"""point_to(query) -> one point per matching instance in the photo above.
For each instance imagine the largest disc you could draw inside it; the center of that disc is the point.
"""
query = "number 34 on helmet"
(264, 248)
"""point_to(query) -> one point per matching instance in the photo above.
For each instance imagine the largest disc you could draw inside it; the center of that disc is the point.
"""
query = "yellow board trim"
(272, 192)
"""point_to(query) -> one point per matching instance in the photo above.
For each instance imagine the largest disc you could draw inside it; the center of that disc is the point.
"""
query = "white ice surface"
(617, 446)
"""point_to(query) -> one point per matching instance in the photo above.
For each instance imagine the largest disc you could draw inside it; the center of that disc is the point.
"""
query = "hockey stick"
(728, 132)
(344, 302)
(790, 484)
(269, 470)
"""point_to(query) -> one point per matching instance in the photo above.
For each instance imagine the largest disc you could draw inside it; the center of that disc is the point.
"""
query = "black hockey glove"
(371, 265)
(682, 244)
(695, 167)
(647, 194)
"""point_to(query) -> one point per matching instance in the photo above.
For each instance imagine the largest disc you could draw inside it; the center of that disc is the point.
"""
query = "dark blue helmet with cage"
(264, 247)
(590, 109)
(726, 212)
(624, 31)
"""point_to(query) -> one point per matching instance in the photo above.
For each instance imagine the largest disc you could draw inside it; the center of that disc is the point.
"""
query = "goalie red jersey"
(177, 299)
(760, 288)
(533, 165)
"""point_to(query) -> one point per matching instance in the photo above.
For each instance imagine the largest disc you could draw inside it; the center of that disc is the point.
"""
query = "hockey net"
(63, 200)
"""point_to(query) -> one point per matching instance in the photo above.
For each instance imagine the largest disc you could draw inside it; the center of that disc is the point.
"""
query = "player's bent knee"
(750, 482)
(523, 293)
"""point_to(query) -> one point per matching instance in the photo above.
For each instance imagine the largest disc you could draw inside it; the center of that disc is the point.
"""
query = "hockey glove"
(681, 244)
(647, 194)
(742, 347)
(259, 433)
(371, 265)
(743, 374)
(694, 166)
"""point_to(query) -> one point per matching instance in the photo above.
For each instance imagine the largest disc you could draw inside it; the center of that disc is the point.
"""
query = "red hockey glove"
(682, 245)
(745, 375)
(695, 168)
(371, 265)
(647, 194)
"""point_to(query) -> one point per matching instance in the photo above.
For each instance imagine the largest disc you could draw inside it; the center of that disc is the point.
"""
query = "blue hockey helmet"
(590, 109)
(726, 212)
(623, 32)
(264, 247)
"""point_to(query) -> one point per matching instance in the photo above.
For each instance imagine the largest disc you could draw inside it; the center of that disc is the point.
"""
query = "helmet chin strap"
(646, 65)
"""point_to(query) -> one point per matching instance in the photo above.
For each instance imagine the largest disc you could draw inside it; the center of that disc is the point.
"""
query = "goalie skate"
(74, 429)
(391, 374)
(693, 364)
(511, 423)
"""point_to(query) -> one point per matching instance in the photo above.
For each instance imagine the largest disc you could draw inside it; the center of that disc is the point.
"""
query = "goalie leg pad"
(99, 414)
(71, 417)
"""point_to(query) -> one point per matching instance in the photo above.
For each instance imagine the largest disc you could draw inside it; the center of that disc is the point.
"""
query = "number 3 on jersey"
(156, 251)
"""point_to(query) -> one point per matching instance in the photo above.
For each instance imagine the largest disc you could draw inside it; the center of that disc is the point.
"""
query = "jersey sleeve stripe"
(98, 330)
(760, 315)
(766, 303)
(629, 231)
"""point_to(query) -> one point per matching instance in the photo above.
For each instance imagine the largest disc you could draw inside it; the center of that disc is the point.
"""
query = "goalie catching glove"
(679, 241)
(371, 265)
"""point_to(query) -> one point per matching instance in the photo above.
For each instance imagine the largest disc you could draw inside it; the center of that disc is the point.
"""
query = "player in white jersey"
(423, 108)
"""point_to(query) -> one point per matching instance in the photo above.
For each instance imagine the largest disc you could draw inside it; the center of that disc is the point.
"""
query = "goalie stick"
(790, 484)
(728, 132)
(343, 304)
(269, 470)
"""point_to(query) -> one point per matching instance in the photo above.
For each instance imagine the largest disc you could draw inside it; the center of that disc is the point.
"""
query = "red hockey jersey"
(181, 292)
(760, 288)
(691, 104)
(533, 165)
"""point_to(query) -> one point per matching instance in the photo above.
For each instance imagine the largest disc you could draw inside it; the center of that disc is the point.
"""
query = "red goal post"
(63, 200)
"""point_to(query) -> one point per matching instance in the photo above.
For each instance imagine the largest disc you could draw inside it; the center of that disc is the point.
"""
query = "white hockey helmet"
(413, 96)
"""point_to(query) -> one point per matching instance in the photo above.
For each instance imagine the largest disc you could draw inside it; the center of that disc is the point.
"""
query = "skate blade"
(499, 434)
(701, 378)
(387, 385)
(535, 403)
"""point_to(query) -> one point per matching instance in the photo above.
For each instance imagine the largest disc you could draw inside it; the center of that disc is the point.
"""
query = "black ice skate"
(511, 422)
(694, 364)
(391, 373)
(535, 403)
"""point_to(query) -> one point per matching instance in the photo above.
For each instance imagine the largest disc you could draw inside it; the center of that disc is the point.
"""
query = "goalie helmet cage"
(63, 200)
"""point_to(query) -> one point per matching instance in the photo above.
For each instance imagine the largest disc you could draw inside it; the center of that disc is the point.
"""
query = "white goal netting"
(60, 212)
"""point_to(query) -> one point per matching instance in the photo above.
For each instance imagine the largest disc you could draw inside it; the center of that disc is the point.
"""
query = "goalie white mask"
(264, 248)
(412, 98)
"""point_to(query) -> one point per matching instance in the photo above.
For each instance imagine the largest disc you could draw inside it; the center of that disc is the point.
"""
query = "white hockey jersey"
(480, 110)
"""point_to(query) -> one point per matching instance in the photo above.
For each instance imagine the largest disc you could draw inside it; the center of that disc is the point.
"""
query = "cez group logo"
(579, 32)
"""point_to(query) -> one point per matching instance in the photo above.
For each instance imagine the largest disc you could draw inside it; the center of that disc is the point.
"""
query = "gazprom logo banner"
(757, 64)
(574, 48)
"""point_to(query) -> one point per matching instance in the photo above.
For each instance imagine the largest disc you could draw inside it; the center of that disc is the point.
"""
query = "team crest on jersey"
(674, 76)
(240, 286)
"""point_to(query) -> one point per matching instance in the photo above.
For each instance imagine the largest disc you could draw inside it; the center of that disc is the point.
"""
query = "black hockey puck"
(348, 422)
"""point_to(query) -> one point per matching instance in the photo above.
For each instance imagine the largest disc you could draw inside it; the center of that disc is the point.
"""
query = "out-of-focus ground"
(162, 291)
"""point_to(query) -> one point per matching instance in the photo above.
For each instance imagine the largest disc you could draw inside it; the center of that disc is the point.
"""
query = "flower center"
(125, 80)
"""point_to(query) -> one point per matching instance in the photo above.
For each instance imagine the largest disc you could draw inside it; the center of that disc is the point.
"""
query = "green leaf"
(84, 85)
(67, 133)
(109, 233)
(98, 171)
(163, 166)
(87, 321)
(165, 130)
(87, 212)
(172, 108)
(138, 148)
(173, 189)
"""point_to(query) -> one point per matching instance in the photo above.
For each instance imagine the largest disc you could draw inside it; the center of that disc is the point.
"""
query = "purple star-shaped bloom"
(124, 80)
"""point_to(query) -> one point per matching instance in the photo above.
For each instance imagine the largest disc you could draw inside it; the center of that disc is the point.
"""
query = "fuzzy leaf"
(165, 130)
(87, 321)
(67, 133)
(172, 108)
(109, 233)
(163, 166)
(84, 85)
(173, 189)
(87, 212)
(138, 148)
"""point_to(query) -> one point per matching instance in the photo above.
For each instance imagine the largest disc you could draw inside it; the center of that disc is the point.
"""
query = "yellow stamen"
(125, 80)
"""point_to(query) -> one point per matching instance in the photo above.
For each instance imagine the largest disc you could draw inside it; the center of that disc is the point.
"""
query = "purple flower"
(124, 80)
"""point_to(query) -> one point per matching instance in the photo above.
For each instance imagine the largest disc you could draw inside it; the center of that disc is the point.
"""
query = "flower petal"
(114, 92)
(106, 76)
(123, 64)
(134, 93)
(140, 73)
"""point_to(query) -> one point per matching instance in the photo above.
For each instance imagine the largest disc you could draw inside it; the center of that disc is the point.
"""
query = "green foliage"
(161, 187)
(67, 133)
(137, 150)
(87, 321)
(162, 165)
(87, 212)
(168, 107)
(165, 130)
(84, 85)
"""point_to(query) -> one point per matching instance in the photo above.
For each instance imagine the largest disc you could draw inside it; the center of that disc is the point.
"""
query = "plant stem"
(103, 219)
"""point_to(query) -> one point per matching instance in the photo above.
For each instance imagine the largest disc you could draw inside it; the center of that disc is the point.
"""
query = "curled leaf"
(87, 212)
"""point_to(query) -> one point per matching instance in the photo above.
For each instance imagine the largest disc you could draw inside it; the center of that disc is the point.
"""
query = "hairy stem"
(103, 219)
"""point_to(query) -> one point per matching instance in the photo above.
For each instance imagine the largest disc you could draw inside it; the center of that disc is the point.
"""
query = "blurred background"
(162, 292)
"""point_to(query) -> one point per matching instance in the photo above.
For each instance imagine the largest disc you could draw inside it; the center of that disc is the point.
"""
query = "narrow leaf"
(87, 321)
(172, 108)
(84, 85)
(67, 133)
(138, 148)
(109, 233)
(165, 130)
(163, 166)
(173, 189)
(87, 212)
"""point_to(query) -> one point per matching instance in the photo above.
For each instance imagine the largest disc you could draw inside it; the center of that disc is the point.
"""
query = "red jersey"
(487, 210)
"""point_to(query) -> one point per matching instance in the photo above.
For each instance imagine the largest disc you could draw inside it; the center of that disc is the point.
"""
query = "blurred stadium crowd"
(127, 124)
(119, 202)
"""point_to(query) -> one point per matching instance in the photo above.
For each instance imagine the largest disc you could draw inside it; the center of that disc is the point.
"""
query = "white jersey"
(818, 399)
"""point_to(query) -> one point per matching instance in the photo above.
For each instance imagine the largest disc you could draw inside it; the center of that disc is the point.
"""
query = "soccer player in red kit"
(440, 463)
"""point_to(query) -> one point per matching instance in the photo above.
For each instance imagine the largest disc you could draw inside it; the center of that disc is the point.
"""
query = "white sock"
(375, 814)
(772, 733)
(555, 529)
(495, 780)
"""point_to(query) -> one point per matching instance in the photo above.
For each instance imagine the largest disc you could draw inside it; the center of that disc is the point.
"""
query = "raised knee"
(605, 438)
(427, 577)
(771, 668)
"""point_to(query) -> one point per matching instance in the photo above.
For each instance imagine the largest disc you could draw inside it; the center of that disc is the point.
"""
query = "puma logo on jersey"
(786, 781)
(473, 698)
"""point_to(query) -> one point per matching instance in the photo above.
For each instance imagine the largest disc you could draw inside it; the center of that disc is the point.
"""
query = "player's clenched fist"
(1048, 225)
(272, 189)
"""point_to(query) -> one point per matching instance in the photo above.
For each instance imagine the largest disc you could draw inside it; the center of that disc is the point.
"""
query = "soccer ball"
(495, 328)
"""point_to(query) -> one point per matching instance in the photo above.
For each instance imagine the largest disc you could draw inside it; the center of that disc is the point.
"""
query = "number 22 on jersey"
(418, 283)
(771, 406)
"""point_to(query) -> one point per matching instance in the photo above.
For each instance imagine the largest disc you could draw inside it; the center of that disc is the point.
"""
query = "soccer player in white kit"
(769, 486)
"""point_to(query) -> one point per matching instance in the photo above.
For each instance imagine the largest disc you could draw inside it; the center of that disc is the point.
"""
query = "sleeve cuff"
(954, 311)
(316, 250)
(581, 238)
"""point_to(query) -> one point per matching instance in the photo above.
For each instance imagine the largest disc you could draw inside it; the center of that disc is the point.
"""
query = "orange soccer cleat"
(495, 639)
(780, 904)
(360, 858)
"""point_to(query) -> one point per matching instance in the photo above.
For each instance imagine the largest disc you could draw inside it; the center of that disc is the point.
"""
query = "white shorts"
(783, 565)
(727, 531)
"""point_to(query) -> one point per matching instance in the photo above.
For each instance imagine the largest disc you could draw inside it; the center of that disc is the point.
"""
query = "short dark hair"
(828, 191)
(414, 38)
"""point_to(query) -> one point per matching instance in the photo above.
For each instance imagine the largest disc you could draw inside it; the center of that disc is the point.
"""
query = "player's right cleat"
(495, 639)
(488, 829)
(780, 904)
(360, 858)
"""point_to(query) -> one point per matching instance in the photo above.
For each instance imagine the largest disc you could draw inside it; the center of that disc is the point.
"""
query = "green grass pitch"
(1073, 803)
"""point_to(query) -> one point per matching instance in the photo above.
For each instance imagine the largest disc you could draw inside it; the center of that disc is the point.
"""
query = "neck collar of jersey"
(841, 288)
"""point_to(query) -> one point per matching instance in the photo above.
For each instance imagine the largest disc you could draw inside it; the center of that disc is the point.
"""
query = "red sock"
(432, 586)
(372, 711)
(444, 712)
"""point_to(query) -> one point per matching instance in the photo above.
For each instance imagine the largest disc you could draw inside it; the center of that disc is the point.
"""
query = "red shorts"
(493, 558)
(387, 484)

■ What you should do: Return each line from the entries above that contains the word "hockey".

■ Solved problem:
query = "hockey stick"
query = "black hockey glove"
query = "hockey net"
query = "hockey glove"
query = "red hockey glove"
query = "blue hockey helmet"
query = "red hockey jersey"
query = "white hockey helmet"
query = "white hockey jersey"
query = "black hockey puck"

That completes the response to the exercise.